▸ OBJETIVO
Retoma el texto sobre la costumbre de comer carne y continúalo a partir de su última oración.
**** TEXTO ORIGINAL
Para aquel que esté familiarizado con la ductilidad de la conciencia humana, o con la solidez y profundidad de su somnolencia intelectual, estas cosas no han de resultarle imposibles ni inauditas. Hay tan poca mirada a la esencia de las cosas, tan poca mirada a como son realmente, y es tanta la tendencia a pensar y actuar de acuerdo con lo acostumbrado y lo implantado —hay, de hecho, tan poca disposición a pensar de verdad—, que si fuéramos habituados y adiestrados desde la infancia, y el mundo se mostrara unánime en tales conductas y doctrinas, muy pocos rechazarían hoy desayunar un revuelto de sesos de bebé, almorzar tía hervida o cenar señor al horno, y a hacerlo además con la misma falta de reparo, con la misma horrible alegría quizá, con que se asiste hoy a «barbacoas» o «convites». ¿Qué nos impide hacer albóndigas o salchichas con nuestros abuelos y nuestras abuelas igual que las hacemos con nuestros agotados caballos, o perseguir hasta la muerte algunos campesinos vivos lo mismo que damos caza a las palomas? ¡Cuánto más artística y civilizada luce una mesa decorada con todo el colorido que brindan las huertas y los campos, que no aquellas que se adornan con los restos de la muerte! Y, sin embargo, pocos son lo suficientemente maduros como para mostrar alguna mínima preocupación por tales temas.
********
**** DATOS PROPORCIONADOS
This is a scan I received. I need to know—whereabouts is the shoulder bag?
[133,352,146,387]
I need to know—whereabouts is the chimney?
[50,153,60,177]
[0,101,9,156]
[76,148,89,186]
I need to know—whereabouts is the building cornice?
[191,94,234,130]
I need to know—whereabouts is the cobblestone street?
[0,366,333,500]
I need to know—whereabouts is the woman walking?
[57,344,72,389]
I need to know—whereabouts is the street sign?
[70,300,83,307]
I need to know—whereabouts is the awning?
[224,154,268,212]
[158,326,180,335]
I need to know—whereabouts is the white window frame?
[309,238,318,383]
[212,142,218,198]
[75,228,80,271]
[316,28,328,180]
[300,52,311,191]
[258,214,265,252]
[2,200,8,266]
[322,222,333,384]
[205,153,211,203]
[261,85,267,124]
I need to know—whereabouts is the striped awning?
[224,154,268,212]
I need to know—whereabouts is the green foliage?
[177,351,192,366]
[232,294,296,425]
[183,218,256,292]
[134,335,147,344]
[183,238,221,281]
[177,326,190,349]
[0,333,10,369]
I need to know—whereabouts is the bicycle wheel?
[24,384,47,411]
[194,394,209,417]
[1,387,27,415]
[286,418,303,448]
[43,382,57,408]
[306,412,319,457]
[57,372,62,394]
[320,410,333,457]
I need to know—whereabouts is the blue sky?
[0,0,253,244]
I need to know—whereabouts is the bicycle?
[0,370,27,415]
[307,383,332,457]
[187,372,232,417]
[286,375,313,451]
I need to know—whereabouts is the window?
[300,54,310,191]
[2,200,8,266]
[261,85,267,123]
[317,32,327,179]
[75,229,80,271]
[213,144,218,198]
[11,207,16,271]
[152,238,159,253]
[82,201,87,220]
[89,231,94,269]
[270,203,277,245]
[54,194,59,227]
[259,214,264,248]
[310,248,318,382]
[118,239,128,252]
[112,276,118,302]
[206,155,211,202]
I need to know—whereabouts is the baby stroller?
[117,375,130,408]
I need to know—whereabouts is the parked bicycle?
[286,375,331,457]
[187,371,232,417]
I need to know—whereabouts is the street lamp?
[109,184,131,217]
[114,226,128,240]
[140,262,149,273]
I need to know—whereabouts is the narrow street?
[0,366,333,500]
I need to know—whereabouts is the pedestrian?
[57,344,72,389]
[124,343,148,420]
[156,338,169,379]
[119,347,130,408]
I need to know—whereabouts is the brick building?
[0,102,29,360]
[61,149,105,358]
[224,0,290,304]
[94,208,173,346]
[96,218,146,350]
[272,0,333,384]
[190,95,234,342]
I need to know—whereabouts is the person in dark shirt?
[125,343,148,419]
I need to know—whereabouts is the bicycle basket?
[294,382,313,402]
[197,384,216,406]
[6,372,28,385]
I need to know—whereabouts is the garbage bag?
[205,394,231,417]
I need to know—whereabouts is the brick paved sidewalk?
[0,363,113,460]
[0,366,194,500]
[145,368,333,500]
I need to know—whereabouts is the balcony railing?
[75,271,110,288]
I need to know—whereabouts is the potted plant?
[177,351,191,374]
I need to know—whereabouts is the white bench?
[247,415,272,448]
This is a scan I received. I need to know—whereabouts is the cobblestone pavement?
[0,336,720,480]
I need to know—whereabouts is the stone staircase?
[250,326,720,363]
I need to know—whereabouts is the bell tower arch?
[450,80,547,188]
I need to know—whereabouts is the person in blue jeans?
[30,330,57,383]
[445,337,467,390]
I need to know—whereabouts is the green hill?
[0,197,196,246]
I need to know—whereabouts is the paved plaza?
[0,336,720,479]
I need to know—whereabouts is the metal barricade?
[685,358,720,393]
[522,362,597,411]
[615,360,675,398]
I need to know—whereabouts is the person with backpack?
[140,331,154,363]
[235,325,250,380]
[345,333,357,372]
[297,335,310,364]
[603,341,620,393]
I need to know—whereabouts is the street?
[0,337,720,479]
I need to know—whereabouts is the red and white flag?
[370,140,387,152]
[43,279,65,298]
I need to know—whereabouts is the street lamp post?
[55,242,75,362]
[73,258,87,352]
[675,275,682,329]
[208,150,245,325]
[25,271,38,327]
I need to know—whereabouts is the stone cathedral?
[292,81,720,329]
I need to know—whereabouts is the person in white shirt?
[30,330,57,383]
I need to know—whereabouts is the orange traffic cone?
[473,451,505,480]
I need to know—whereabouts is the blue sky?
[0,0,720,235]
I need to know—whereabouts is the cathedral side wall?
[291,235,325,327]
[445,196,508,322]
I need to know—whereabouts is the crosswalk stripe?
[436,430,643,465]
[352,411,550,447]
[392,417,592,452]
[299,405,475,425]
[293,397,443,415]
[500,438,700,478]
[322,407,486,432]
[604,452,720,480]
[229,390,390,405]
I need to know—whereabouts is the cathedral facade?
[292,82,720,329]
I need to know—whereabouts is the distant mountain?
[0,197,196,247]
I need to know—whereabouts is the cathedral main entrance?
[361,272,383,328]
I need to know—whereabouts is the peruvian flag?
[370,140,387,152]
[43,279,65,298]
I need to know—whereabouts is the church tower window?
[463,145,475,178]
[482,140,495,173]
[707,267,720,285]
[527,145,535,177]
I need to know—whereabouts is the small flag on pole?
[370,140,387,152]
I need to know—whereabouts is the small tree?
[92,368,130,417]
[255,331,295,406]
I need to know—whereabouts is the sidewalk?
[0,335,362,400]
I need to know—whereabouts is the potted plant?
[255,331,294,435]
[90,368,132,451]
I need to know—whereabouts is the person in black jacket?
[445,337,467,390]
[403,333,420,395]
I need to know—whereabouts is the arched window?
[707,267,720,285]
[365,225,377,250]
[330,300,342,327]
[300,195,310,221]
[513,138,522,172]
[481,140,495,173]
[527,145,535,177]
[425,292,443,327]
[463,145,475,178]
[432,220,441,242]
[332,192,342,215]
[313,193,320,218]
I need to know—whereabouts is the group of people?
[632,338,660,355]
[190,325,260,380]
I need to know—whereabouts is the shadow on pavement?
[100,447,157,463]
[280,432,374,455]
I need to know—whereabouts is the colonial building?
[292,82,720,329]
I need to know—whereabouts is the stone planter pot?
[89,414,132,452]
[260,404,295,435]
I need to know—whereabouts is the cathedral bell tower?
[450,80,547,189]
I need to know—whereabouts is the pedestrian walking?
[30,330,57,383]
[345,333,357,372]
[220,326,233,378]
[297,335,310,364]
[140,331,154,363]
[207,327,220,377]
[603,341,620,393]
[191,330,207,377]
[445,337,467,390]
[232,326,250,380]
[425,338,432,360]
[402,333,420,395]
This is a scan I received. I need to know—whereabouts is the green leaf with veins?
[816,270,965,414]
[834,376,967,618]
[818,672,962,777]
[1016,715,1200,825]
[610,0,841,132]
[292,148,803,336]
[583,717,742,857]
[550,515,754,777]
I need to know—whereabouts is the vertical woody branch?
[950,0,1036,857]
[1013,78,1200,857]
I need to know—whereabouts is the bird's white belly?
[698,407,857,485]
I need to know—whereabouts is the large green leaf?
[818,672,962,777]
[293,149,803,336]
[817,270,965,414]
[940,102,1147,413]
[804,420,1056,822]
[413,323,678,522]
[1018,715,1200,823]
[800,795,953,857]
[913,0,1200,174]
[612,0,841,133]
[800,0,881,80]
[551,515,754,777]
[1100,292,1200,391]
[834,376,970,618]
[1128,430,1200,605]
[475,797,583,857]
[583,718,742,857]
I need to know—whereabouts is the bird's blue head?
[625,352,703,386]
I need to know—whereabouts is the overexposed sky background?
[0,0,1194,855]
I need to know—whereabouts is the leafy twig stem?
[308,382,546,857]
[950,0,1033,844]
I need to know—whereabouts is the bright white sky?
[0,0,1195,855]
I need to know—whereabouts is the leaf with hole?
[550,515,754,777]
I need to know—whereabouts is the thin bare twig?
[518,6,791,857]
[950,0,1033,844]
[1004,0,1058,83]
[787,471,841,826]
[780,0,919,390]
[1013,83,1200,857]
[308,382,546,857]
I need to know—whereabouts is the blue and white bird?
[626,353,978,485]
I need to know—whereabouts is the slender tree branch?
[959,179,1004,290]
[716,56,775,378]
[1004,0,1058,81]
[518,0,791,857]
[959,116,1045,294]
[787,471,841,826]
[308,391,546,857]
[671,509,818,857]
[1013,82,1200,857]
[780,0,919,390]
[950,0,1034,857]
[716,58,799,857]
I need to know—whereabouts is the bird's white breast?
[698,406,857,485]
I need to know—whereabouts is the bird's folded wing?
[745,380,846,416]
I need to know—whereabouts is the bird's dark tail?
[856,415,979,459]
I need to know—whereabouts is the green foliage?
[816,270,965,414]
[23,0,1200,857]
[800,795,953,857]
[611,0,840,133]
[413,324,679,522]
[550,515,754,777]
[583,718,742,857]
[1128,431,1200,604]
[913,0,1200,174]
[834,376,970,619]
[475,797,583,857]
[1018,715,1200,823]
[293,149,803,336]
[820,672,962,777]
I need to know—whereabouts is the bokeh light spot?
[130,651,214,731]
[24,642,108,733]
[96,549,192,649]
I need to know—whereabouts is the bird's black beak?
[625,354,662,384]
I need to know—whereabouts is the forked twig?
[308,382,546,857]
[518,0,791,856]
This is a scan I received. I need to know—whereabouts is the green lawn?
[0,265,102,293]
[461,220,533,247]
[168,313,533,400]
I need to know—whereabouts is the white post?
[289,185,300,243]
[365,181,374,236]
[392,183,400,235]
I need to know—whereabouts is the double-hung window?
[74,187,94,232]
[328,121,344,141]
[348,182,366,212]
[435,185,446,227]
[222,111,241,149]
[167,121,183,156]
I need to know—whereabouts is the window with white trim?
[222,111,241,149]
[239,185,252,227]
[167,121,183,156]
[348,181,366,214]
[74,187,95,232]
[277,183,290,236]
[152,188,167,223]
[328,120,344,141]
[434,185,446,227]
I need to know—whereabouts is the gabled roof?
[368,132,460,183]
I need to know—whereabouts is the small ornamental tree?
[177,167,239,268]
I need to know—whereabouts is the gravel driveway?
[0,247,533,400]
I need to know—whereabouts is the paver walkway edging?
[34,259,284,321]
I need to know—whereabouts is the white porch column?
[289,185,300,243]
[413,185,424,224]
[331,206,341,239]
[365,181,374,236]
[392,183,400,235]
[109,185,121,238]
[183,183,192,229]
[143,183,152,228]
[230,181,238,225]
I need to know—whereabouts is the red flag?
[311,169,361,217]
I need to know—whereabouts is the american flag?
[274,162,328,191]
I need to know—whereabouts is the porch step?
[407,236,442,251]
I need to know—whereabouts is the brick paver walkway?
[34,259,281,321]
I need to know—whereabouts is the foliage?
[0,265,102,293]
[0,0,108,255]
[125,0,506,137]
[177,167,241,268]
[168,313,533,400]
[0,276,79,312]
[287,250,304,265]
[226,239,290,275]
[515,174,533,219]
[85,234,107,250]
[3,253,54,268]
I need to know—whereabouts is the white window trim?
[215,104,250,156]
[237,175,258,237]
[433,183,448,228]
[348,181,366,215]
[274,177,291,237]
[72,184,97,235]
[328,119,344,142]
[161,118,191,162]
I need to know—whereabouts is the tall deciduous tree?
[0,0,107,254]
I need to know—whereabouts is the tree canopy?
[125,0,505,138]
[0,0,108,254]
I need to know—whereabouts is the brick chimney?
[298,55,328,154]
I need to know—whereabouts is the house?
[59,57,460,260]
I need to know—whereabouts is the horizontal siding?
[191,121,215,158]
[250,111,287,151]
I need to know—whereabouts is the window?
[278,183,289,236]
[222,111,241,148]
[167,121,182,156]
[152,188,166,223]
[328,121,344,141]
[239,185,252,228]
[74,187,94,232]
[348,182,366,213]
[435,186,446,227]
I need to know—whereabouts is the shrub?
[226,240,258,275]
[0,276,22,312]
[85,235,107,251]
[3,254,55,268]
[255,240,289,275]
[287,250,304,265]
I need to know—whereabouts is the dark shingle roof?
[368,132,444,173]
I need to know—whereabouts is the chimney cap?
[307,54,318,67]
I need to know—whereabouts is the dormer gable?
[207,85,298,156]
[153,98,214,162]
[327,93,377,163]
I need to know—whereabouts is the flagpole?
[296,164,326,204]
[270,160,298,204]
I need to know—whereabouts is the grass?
********
▸ RESULTADO
¡Cuán incapaz e irresponsable se muestra la mente de los hombres! Su nivel de espontaneidad y originalidad apenas supera el grado de la máquina. ¡Qué imposible resulta pensar y descubrir algo sin ayuda, o aun percibirlo después de que haya sido señalado, cuando difiere ligeramente de lo que estamos avezados! Esto, me parece, es una de las cosas más patéticas del mundo —esa deficiencia, esa ilimitada ineptitud para inspeccionar las cosas desde otro punto de vista que no sea el que heredamos al nacer; ser un bribón o un lunático (o algo muy parecido ), y no llegar a tener nunca ni siquiera la más mínima sospecha. Confío sin embargo en que la mente humana no siempre vaya a ser así. Algún día se mostrará distinta. Se antoja increíble que el planeta vaya a arrastrarse en desgracia eternamente. Los hombres de Europa y América no son tan primitivos como los hombres de la selva, y los hombres de la selva son superiores en algunos aspectos a los cuadrúpedos y los reptiles, cosa que da motivos para una leve esperanza. La pregunta es cuándo. ¿Cuándo ocurrirá? ¿En qué lejano momento se conciliará el dorado sueño de esas horas profecías con esta pobre larva oscura del mundo? Edades y edades después de que nuestras pequeñas existencias se hayan apagado, y el detritus de nuestros cuerpos consumidos lleve largo tiempo vagando por el laberinto de las praderas o haya sido arrastrado por el viento sobre nuestras colinas.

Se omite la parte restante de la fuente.